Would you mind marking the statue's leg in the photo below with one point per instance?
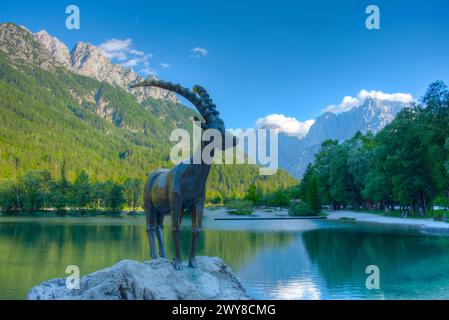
(160, 235)
(176, 208)
(196, 214)
(151, 228)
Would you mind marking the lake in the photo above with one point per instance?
(277, 259)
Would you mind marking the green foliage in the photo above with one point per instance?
(253, 195)
(239, 207)
(405, 164)
(301, 209)
(55, 120)
(37, 191)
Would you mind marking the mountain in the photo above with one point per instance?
(372, 115)
(75, 106)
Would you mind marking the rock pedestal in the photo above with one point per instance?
(150, 280)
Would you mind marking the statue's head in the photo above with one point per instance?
(228, 140)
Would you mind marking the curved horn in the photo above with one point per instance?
(200, 100)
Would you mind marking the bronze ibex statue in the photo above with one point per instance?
(184, 186)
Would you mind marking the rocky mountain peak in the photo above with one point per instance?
(85, 59)
(57, 49)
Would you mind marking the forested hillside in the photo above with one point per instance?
(405, 165)
(53, 116)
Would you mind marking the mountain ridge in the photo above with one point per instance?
(371, 115)
(50, 115)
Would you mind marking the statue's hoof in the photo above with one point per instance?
(192, 263)
(177, 265)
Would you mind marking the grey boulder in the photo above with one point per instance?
(150, 280)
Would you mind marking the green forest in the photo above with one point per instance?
(404, 167)
(61, 132)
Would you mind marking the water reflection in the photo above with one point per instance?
(274, 259)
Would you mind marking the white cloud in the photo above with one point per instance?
(350, 102)
(136, 52)
(198, 52)
(129, 57)
(115, 45)
(288, 125)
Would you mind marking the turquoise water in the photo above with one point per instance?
(292, 259)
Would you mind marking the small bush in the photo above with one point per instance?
(301, 209)
(239, 207)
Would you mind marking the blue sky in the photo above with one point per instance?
(293, 58)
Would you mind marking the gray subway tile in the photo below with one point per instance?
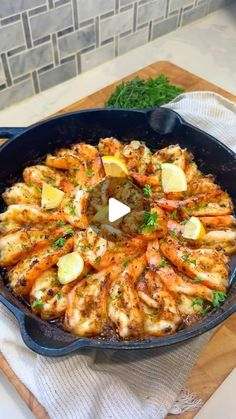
(11, 7)
(31, 60)
(178, 4)
(151, 11)
(11, 36)
(91, 8)
(97, 57)
(217, 4)
(167, 25)
(51, 21)
(76, 41)
(125, 2)
(57, 75)
(2, 75)
(116, 24)
(194, 14)
(16, 93)
(133, 41)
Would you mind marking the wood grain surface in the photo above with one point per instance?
(219, 356)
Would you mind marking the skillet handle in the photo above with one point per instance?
(12, 308)
(8, 133)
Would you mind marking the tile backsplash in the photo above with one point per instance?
(45, 42)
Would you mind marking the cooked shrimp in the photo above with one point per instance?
(48, 298)
(161, 316)
(86, 312)
(25, 215)
(20, 193)
(17, 245)
(36, 175)
(207, 264)
(46, 255)
(110, 147)
(137, 156)
(123, 303)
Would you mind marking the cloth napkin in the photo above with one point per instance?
(112, 384)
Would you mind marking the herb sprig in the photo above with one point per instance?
(138, 93)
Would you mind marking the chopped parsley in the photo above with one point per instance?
(197, 279)
(61, 223)
(198, 302)
(126, 262)
(36, 187)
(37, 303)
(114, 297)
(150, 221)
(59, 242)
(218, 298)
(71, 208)
(89, 173)
(147, 190)
(97, 259)
(173, 215)
(187, 259)
(69, 232)
(164, 262)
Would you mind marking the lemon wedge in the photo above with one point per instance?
(194, 229)
(70, 266)
(114, 166)
(173, 178)
(51, 197)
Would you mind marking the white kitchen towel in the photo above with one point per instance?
(119, 385)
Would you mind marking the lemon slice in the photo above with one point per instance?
(173, 178)
(194, 229)
(70, 266)
(51, 197)
(114, 166)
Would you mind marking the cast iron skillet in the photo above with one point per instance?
(158, 128)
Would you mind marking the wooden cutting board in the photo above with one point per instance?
(219, 356)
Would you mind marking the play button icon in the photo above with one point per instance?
(117, 210)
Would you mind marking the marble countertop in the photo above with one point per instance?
(206, 48)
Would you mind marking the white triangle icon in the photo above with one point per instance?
(116, 210)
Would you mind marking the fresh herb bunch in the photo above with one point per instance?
(141, 94)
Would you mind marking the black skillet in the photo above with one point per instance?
(158, 128)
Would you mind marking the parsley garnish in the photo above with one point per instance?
(150, 221)
(218, 298)
(71, 209)
(198, 301)
(147, 190)
(126, 262)
(37, 303)
(69, 232)
(61, 223)
(197, 279)
(97, 259)
(36, 187)
(173, 215)
(187, 259)
(59, 242)
(89, 173)
(164, 262)
(138, 93)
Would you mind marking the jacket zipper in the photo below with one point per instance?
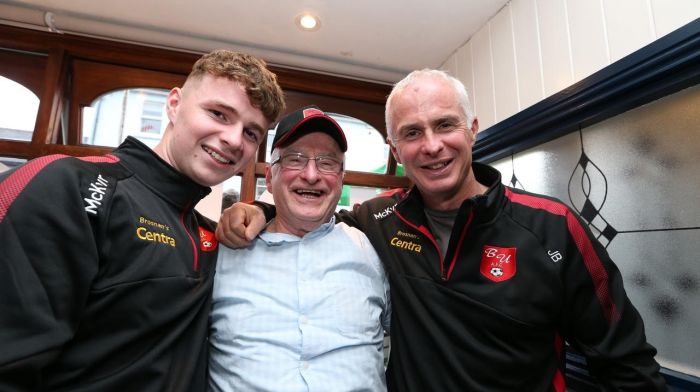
(194, 244)
(444, 274)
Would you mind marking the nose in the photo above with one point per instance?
(432, 142)
(310, 172)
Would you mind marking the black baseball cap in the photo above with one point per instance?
(304, 121)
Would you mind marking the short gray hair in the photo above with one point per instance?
(457, 85)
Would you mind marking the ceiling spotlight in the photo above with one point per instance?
(308, 22)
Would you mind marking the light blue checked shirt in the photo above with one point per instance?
(300, 314)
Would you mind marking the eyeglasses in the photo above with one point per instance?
(298, 161)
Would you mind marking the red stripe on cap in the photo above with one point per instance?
(559, 382)
(590, 258)
(15, 183)
(312, 112)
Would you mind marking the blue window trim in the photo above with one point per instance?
(663, 67)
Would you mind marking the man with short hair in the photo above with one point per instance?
(304, 307)
(488, 282)
(106, 269)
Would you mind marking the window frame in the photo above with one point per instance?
(79, 69)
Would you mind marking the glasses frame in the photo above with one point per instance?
(298, 155)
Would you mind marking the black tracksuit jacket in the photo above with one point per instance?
(106, 274)
(522, 275)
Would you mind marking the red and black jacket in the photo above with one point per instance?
(106, 274)
(522, 274)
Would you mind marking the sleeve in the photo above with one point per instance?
(47, 262)
(600, 320)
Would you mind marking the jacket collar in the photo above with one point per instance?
(486, 206)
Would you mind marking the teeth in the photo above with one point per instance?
(308, 192)
(216, 156)
(437, 165)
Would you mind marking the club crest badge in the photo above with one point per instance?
(207, 240)
(498, 264)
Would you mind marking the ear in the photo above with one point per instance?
(393, 149)
(268, 178)
(474, 130)
(172, 103)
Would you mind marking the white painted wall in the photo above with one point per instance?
(532, 49)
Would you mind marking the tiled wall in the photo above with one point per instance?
(635, 179)
(534, 48)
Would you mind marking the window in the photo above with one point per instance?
(18, 109)
(138, 112)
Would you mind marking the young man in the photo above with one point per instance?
(106, 269)
(488, 282)
(305, 307)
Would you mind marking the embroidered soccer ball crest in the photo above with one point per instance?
(207, 240)
(498, 264)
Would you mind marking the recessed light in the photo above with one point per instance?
(308, 22)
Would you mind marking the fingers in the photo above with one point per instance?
(231, 230)
(255, 225)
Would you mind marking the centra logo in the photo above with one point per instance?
(408, 245)
(383, 214)
(146, 235)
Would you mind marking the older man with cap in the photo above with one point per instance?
(305, 306)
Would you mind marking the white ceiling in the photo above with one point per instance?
(378, 40)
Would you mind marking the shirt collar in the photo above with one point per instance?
(272, 239)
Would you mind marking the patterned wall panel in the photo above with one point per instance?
(635, 178)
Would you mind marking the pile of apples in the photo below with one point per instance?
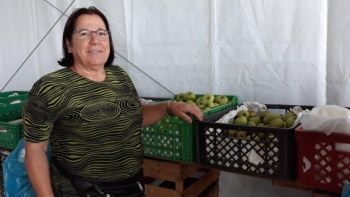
(264, 119)
(205, 102)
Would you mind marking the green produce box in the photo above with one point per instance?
(172, 138)
(11, 102)
(11, 130)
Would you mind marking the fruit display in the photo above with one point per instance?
(265, 118)
(259, 143)
(205, 102)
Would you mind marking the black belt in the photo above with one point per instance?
(131, 187)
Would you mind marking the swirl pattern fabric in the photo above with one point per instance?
(94, 127)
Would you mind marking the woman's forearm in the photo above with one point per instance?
(153, 113)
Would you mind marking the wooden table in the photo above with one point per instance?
(177, 181)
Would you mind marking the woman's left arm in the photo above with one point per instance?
(153, 113)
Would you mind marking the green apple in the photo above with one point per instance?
(180, 97)
(191, 102)
(256, 138)
(206, 109)
(251, 123)
(241, 134)
(243, 113)
(199, 100)
(290, 121)
(190, 96)
(291, 113)
(252, 113)
(255, 119)
(202, 107)
(221, 100)
(232, 133)
(241, 120)
(208, 97)
(209, 104)
(263, 114)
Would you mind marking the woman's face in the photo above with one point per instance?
(89, 51)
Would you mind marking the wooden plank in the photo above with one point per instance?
(321, 193)
(196, 188)
(166, 170)
(160, 191)
(291, 184)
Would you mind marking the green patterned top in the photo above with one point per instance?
(94, 127)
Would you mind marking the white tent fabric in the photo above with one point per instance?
(287, 52)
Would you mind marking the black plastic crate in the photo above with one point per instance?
(278, 152)
(3, 155)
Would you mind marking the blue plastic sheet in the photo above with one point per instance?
(16, 180)
(346, 190)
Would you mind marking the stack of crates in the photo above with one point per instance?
(174, 139)
(11, 126)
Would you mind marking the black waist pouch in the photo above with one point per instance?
(131, 187)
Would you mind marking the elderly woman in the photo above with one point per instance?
(91, 113)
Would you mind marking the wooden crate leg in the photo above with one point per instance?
(179, 186)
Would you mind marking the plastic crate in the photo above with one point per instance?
(3, 155)
(277, 154)
(12, 104)
(10, 132)
(320, 164)
(2, 185)
(172, 138)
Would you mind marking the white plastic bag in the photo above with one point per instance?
(327, 119)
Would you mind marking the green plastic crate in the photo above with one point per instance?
(12, 104)
(10, 133)
(173, 138)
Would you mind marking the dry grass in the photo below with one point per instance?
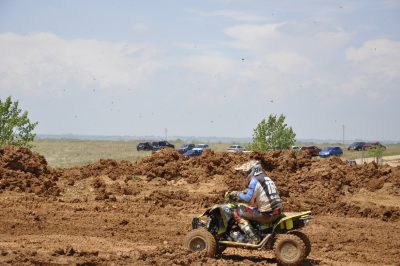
(69, 153)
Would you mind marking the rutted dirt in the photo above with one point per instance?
(136, 213)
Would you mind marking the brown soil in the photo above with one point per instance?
(138, 213)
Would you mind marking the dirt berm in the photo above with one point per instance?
(137, 212)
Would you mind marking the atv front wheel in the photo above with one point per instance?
(201, 240)
(306, 240)
(289, 250)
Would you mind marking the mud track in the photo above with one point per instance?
(126, 213)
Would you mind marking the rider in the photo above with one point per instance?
(265, 205)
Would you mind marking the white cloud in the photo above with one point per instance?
(140, 28)
(230, 13)
(374, 68)
(306, 38)
(251, 36)
(44, 61)
(208, 64)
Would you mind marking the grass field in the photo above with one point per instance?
(68, 153)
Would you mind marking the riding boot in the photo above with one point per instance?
(246, 227)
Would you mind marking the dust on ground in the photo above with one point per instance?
(124, 213)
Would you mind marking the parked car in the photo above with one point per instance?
(158, 145)
(356, 146)
(193, 152)
(295, 148)
(370, 145)
(201, 147)
(331, 151)
(144, 146)
(185, 147)
(310, 150)
(235, 148)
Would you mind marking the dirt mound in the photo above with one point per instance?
(26, 171)
(108, 167)
(304, 182)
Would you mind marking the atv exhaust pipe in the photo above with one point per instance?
(246, 245)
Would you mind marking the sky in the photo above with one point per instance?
(204, 68)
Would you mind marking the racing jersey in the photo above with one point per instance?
(263, 193)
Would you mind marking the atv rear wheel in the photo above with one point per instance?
(201, 240)
(289, 249)
(305, 239)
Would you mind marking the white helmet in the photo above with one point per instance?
(250, 168)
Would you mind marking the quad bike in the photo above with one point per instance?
(215, 230)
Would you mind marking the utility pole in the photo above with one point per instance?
(343, 133)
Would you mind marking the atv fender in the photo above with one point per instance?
(288, 221)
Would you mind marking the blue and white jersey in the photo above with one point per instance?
(262, 193)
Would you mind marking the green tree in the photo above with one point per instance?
(376, 152)
(15, 127)
(273, 134)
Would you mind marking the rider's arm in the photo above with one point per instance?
(249, 194)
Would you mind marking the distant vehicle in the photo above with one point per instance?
(144, 146)
(201, 147)
(235, 148)
(331, 151)
(356, 146)
(185, 147)
(310, 150)
(158, 145)
(193, 152)
(370, 145)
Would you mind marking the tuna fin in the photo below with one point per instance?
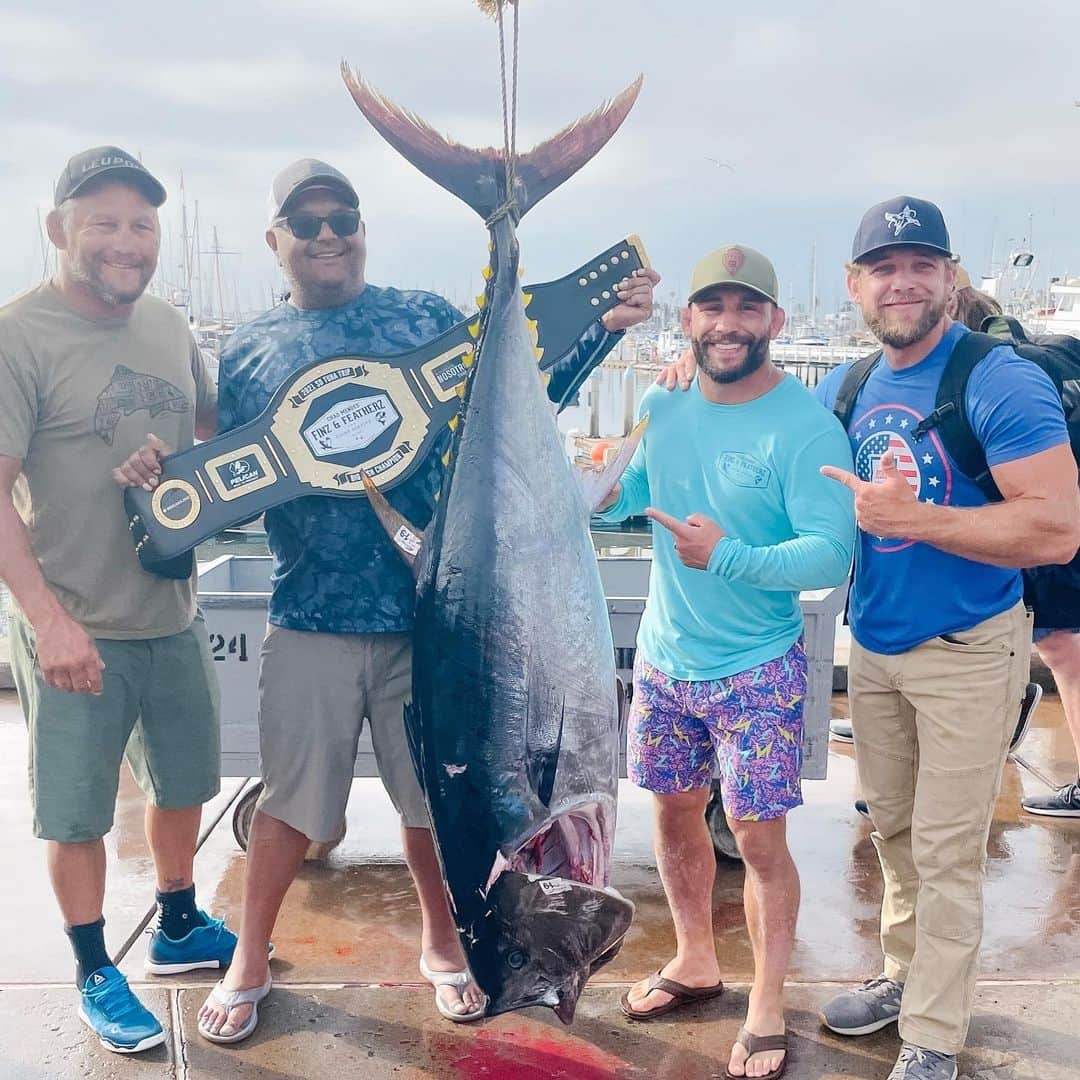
(477, 176)
(596, 486)
(541, 753)
(413, 738)
(406, 538)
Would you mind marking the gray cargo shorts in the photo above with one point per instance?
(315, 690)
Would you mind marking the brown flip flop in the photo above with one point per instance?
(758, 1044)
(680, 996)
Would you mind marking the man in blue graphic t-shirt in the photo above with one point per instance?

■ The exercise
Retype exactly, please, the span from the line holding "Would you mind marking the rider's" through the closing line of the data, both ends included, without the pictures.

■ The completed task
Would you mind marking the rider's arm in the photo above with one point per instance?
(249, 194)
Would you mind marking the distant vehicle in the photo above with one point per instance?
(144, 146)
(201, 147)
(235, 148)
(331, 151)
(356, 146)
(185, 147)
(310, 150)
(158, 145)
(193, 152)
(370, 145)
Would you mind marking the tuna fin in the photo below with one point per instance?
(477, 176)
(596, 486)
(541, 753)
(413, 738)
(406, 538)
Would you mind marking the gray cargo shorts in the photo above with one point per instance?
(315, 690)
Would you mind marking the brown flip flop in the photo above with one point per instance?
(758, 1044)
(680, 996)
Would you mind marking the man in blue graphic t-shirt in the photo above with one point per instance?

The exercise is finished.